• EXERCISE BRIEF: Within the entries below, the lines from the one with "target | hat crown" through the one with "target | parked car" are to be set down exactly, both ends kept.

• INPUT RECORDS:
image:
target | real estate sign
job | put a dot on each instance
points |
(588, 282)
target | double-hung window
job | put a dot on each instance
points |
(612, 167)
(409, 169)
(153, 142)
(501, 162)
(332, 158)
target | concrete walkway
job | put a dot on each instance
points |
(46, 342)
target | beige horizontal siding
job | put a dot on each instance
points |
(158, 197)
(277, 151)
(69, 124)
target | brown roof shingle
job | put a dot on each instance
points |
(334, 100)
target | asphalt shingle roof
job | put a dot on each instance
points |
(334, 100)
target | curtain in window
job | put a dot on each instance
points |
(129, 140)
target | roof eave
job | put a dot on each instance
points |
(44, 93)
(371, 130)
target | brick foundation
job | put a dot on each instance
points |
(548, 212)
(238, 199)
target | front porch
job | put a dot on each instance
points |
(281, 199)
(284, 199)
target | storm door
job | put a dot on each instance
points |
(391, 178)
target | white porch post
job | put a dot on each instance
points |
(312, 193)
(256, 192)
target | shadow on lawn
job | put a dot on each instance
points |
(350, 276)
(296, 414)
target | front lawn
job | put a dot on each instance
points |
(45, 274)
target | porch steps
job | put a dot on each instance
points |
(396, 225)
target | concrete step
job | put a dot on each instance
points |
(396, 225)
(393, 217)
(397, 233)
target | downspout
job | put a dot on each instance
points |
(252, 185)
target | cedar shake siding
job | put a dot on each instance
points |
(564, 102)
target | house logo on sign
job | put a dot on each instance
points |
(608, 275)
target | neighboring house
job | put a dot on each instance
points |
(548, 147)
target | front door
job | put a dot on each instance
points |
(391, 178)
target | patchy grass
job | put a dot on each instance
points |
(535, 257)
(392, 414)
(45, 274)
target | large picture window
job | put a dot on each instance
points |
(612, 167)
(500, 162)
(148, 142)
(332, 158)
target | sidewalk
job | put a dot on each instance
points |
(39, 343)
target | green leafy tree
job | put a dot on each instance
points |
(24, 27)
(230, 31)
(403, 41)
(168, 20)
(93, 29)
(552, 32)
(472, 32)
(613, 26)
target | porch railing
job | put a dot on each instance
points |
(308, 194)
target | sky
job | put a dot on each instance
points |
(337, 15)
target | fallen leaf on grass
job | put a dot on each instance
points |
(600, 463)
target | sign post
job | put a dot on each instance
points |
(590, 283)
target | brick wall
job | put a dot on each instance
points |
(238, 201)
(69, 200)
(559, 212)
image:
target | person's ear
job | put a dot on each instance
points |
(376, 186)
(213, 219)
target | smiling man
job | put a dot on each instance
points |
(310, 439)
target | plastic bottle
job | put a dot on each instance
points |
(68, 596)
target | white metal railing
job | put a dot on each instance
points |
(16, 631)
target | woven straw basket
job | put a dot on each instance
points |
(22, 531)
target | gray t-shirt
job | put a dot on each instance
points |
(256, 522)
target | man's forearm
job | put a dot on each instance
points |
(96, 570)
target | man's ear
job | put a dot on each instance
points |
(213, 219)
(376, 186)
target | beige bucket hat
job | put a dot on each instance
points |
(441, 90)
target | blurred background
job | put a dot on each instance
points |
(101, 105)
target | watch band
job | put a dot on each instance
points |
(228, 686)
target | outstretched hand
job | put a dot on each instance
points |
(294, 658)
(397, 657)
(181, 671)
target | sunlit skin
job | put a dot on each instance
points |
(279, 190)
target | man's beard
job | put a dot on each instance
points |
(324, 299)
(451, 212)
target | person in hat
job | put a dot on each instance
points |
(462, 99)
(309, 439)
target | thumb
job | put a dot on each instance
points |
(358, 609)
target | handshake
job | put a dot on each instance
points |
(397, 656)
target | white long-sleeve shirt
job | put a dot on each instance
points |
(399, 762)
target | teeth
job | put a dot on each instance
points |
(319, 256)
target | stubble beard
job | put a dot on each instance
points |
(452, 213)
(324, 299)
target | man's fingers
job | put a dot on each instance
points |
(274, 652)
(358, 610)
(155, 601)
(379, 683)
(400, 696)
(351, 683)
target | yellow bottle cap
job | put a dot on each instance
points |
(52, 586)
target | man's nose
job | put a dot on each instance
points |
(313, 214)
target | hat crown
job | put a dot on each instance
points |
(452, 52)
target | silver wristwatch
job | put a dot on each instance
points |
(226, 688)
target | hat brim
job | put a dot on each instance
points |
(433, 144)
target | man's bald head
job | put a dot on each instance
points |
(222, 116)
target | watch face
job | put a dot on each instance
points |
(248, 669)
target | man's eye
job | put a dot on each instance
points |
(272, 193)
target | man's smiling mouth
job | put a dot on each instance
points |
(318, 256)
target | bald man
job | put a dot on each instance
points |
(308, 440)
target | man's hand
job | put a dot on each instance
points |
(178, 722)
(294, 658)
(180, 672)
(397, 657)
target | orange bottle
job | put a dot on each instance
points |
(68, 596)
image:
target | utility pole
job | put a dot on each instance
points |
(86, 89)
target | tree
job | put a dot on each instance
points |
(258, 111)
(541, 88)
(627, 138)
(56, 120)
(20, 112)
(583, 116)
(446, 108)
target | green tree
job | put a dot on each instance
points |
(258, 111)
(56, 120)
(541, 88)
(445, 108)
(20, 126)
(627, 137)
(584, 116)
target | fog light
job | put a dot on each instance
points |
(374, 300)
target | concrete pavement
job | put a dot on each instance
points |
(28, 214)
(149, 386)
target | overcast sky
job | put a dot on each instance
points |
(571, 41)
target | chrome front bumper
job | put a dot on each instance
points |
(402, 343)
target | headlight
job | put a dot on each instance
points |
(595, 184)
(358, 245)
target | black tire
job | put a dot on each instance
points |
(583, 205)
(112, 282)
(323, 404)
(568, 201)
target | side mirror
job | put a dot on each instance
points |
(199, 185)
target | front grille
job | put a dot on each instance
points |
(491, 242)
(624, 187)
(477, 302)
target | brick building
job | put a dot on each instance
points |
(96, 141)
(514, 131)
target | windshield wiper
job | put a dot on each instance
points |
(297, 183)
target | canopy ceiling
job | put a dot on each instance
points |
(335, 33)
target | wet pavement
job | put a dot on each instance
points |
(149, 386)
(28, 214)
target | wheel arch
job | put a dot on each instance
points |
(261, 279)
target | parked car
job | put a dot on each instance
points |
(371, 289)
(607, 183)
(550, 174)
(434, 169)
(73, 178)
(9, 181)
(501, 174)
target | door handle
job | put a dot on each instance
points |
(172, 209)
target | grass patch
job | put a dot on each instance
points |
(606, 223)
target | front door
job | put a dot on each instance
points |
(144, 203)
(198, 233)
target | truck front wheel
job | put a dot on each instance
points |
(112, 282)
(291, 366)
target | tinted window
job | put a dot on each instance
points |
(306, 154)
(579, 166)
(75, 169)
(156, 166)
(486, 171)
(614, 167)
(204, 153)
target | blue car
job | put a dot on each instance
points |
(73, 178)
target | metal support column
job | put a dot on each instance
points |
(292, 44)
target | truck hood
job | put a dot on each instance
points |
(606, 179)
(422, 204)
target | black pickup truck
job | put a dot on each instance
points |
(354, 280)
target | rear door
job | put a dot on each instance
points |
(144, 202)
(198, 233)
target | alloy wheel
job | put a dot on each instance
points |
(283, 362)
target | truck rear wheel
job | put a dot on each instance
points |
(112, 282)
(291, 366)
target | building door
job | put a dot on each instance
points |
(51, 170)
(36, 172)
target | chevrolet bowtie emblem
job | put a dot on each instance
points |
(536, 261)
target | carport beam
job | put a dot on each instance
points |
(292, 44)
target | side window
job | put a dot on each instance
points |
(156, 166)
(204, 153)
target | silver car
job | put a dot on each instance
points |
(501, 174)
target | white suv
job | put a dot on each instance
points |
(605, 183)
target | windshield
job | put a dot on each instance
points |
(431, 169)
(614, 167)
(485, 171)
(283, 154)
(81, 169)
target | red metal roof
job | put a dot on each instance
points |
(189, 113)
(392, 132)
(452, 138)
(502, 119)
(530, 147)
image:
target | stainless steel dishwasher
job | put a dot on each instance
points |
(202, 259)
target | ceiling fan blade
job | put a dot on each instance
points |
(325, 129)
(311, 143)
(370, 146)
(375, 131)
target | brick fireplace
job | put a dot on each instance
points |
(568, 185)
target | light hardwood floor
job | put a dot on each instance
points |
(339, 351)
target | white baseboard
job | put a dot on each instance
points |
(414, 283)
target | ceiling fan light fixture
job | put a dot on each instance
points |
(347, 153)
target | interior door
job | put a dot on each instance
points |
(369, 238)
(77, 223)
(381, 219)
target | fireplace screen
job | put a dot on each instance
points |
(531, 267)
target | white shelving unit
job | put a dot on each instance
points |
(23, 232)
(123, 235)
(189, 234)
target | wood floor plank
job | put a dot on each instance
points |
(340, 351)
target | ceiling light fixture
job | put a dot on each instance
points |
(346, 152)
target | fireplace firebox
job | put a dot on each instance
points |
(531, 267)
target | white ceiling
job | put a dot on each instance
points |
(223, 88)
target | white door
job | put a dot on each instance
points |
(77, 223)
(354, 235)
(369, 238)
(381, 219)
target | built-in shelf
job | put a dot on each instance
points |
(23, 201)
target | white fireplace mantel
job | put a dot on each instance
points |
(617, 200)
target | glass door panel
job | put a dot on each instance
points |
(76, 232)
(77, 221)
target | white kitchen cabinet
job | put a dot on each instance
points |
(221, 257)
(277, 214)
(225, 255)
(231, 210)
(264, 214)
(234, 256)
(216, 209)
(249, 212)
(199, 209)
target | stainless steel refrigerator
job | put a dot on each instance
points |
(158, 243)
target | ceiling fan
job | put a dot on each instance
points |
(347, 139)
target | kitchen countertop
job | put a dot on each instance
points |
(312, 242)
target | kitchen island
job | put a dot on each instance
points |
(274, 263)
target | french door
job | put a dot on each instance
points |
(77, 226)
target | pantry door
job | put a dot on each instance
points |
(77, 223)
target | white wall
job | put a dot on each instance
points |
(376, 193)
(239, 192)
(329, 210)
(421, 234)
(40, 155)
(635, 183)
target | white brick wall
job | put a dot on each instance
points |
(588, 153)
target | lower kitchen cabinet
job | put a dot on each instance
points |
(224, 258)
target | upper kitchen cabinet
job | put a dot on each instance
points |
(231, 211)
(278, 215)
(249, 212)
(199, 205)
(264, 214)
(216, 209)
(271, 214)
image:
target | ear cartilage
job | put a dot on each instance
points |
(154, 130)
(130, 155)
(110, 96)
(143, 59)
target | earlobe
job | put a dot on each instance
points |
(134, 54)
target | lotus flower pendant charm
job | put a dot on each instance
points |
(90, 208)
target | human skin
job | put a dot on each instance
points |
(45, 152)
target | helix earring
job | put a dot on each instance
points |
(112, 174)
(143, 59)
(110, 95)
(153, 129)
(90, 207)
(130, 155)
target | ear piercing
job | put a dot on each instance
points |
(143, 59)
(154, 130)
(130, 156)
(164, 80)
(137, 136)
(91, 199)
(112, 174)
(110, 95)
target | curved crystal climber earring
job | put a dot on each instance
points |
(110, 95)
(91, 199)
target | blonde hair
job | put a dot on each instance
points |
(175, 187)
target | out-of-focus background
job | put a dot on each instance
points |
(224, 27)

• ANSWER TO THE PROBLEM:
target | hat crown
job | put a dot on each instance
points |
(452, 52)
target | silver wristwatch
job | put a dot on each instance
points |
(226, 688)
target | hat brim
job | put a dot on each instance
points |
(433, 144)
target | man's bald head
job | put a dot on each instance
points |
(222, 116)
target | watch face
job | put a dot on each instance
points |
(248, 669)
target | man's eye
job | put a dot on each instance
points |
(272, 193)
target | man's smiling mouth
job | put a dot on each instance
points |
(318, 256)
target | bald man
job | put a dot on each instance
points |
(308, 440)
target | man's hand
job | put a dot on each instance
points |
(178, 722)
(294, 658)
(180, 672)
(397, 657)
target | orange bottle
job | put a dot on each instance
points |
(68, 596)
image:
target | utility pole
job | put a dot on each instance
points |
(86, 89)
target | tree
job | put a dot on each instance
points |
(258, 111)
(541, 88)
(627, 138)
(56, 120)
(20, 112)
(583, 116)
(446, 108)
target | green tree
job | put a dot on each instance
points |
(258, 111)
(56, 120)
(541, 88)
(445, 108)
(20, 126)
(627, 137)
(584, 116)
target | fog light
job | put a dot on each instance
points |
(374, 300)
target | concrete pavement
job | put a dot on each instance
points |
(28, 214)
(149, 386)
target | overcast sky
job | put a dot on each instance
points |
(571, 41)
target | chrome front bumper
job | put a dot on each instance
points |
(402, 343)
target | headlight
job | put a dot on each instance
points |
(595, 184)
(358, 245)
target | black tire
job | put a dot on each instance
points |
(583, 205)
(112, 282)
(323, 404)
(568, 201)
target | side mirror
job | put a dot on each instance
points |
(199, 185)
target | front grille
job | put a dot on each instance
points |
(491, 242)
(624, 187)
(477, 302)
target | brick building
job | put a dot on each instance
points |
(96, 141)
(514, 131)
target | windshield wiper
job | put a dot on each instance
points |
(297, 183)
target | canopy ceiling
job | put a dot on each instance
points |
(335, 33)
target | wet pavement
job | put a dot on each instance
points |
(149, 386)
(28, 214)
target | wheel arch
job | put a dot on each instance
points |
(261, 279)
target | parked car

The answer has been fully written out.